What you have to do: For the word "stone", state how many lines of the records include it, with no other text.

Records from a data collection:

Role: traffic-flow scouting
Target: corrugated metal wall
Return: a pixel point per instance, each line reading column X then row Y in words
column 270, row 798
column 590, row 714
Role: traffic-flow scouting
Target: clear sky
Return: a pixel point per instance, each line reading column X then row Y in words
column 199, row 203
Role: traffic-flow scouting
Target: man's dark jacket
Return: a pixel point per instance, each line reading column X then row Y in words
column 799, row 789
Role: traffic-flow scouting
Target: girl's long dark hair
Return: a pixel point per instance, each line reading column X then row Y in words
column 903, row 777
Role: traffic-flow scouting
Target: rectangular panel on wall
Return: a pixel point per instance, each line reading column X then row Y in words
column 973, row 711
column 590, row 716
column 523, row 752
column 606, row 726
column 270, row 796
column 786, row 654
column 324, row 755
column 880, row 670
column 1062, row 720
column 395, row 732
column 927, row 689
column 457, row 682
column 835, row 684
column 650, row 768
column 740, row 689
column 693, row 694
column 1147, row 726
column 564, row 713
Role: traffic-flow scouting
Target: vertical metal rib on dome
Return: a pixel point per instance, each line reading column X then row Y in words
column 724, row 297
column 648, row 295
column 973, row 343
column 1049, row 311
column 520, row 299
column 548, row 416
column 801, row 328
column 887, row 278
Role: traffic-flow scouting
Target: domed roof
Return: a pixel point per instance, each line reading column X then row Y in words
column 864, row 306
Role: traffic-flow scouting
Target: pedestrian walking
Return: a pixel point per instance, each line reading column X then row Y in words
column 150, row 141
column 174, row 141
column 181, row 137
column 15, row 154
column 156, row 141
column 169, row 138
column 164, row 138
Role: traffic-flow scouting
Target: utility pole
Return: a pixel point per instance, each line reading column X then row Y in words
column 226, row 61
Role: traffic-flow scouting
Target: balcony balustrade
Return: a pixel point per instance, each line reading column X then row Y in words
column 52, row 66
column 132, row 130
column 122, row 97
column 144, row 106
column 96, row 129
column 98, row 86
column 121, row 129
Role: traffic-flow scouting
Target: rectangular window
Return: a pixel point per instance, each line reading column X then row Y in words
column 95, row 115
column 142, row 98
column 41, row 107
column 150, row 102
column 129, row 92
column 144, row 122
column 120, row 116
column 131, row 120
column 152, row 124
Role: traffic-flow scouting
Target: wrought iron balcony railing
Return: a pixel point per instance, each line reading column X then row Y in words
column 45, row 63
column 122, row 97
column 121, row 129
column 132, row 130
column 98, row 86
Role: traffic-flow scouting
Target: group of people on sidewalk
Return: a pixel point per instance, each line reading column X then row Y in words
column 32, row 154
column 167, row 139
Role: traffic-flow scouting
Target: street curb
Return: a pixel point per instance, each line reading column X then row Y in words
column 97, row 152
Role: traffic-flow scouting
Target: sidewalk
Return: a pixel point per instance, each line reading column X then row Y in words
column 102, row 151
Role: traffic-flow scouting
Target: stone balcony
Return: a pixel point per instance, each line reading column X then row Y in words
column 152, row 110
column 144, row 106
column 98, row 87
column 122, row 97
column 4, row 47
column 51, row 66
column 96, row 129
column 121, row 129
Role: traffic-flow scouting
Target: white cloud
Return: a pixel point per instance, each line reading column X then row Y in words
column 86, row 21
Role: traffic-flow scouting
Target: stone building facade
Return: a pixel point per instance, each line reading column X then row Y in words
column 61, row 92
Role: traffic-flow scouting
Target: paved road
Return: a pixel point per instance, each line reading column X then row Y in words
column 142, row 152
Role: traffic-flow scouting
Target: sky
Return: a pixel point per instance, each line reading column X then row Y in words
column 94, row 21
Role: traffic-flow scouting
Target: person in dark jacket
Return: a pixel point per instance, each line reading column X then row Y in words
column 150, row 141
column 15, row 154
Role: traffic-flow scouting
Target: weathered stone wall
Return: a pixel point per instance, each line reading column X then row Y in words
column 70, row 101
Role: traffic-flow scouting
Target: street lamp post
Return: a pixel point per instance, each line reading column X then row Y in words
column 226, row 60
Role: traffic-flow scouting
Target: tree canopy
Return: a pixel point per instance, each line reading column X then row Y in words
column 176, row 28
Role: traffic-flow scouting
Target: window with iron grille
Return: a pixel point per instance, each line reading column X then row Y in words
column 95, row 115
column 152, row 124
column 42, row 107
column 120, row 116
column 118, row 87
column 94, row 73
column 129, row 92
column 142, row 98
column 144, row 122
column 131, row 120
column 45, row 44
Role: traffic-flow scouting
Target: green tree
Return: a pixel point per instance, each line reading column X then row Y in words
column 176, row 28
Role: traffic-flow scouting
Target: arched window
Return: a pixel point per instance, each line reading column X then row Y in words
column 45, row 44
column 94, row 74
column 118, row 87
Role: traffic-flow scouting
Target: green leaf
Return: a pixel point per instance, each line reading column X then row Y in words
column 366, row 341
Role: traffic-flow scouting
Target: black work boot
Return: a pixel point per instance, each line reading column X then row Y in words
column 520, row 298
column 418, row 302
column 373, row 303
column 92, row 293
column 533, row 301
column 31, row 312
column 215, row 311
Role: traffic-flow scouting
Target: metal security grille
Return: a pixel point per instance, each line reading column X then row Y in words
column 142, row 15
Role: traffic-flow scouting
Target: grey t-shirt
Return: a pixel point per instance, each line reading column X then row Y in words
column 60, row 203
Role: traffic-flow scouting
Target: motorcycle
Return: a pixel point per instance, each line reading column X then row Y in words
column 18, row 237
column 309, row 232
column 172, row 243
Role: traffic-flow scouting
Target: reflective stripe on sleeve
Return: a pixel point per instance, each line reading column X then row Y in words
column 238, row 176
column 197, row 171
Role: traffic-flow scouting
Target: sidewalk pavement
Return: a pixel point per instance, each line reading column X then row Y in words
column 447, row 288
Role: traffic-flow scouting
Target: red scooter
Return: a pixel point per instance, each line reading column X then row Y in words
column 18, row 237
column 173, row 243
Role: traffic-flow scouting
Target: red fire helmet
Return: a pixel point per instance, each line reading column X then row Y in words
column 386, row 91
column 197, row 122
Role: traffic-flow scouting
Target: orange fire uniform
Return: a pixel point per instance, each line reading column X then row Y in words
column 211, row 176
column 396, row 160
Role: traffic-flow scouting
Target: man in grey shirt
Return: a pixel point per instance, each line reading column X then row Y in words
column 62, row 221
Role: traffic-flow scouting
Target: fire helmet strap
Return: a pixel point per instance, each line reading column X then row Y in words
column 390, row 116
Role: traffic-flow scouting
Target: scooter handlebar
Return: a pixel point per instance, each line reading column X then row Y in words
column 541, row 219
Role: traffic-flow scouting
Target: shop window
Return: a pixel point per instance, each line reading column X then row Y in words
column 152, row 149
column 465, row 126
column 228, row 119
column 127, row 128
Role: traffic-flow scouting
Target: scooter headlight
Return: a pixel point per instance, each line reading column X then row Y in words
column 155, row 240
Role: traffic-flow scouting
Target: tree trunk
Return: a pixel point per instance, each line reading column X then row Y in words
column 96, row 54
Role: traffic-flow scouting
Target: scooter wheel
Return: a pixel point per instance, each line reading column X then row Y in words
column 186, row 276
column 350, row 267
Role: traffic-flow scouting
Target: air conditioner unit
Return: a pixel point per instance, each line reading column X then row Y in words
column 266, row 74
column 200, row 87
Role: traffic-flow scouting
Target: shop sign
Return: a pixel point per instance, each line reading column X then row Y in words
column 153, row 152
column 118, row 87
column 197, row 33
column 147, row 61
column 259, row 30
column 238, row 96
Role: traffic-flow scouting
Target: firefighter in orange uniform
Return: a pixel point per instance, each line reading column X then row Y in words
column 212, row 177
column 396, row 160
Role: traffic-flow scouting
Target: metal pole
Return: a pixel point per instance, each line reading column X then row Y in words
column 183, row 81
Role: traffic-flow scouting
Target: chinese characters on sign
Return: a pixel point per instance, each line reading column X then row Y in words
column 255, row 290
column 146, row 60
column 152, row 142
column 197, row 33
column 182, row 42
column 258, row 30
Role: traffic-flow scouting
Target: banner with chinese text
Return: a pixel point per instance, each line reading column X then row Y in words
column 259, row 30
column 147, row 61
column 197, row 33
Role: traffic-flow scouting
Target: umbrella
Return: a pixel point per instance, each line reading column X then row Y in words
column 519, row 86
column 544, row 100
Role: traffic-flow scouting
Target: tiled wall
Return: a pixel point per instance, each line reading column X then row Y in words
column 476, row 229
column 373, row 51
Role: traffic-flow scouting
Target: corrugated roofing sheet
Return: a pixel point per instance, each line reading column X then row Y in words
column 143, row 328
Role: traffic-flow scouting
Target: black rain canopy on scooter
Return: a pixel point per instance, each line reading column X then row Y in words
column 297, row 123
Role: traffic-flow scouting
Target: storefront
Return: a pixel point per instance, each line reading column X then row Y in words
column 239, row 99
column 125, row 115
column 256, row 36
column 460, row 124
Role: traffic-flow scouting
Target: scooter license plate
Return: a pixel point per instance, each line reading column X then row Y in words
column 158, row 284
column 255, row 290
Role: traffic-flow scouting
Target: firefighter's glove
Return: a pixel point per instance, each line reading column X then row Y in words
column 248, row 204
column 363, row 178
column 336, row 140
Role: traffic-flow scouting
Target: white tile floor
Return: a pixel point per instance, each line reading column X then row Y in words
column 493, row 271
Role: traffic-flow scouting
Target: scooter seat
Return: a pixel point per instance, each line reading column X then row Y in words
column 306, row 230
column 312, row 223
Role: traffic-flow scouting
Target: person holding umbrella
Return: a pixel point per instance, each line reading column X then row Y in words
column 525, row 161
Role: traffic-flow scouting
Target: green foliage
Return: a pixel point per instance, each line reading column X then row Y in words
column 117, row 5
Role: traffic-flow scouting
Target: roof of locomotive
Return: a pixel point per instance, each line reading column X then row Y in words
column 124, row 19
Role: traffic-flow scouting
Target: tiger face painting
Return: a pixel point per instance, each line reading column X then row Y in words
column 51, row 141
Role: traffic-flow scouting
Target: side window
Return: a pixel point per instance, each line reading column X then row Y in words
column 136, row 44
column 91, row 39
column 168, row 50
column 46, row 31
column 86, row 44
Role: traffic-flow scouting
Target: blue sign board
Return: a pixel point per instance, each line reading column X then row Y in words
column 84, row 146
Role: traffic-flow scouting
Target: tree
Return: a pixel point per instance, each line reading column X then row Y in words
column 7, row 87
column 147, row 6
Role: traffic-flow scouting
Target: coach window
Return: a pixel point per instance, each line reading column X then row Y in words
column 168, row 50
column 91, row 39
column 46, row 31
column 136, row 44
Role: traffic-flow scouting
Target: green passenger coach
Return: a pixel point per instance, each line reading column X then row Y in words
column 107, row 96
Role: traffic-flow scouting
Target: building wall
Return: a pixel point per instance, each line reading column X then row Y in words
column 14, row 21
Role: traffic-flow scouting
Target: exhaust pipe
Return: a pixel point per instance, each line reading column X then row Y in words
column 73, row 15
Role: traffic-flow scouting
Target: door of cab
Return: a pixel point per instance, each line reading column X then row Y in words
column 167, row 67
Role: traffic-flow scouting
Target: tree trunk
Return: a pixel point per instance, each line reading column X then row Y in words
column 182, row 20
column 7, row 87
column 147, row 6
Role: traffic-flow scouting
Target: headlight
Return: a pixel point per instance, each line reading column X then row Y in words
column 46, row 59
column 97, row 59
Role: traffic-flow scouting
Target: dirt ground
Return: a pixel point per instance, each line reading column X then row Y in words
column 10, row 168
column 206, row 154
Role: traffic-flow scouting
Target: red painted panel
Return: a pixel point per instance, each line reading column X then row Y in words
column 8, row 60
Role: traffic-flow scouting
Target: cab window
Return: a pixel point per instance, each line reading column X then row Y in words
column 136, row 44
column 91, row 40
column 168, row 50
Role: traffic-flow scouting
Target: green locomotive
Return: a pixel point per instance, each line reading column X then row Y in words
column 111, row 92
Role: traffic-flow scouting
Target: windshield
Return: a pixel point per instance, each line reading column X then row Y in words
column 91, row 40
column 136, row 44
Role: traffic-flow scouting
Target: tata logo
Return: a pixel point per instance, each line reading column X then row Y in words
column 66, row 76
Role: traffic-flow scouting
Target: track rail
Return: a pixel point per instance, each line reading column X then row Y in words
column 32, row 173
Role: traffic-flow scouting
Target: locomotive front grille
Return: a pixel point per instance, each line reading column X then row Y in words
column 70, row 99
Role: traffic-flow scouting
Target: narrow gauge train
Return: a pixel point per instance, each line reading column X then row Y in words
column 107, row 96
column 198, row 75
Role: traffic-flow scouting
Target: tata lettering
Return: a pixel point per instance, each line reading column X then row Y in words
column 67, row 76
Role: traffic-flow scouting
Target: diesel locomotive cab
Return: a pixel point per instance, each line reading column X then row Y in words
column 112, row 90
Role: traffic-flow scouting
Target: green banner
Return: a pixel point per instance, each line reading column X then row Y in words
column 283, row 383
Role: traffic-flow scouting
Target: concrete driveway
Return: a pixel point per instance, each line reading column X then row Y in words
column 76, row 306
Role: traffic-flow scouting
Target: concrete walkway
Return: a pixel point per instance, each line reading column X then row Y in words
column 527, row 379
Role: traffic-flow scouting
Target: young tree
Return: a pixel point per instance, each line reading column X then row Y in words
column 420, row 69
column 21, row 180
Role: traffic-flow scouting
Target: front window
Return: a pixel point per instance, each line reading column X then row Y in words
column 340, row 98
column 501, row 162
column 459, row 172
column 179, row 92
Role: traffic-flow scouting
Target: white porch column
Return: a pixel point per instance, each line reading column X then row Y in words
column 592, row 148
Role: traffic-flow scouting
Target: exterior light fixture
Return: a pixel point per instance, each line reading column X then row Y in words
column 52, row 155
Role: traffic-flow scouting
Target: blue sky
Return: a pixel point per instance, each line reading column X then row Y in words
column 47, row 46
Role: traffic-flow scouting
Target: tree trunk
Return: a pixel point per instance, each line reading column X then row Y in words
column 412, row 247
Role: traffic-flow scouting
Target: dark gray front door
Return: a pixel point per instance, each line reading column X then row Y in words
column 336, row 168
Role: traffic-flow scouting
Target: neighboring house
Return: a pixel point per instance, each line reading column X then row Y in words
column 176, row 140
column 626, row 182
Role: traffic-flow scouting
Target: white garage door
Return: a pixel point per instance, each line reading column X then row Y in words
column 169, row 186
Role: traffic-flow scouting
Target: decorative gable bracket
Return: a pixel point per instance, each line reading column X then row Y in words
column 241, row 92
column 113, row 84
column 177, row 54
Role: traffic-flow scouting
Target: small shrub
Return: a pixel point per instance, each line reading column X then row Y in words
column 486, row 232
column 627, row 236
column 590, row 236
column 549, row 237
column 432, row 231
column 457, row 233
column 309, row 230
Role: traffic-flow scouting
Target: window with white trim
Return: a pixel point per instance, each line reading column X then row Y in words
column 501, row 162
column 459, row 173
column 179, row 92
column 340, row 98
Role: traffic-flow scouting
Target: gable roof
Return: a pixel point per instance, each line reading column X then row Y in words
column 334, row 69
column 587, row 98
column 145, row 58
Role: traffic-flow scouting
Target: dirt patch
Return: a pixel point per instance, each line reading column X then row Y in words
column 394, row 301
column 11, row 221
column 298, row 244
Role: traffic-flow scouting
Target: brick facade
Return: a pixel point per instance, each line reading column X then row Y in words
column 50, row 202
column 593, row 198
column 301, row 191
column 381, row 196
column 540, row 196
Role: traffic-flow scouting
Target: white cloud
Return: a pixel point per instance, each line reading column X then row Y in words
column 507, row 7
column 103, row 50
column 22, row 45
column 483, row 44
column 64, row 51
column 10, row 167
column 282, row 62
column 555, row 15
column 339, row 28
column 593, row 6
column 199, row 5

Result: 3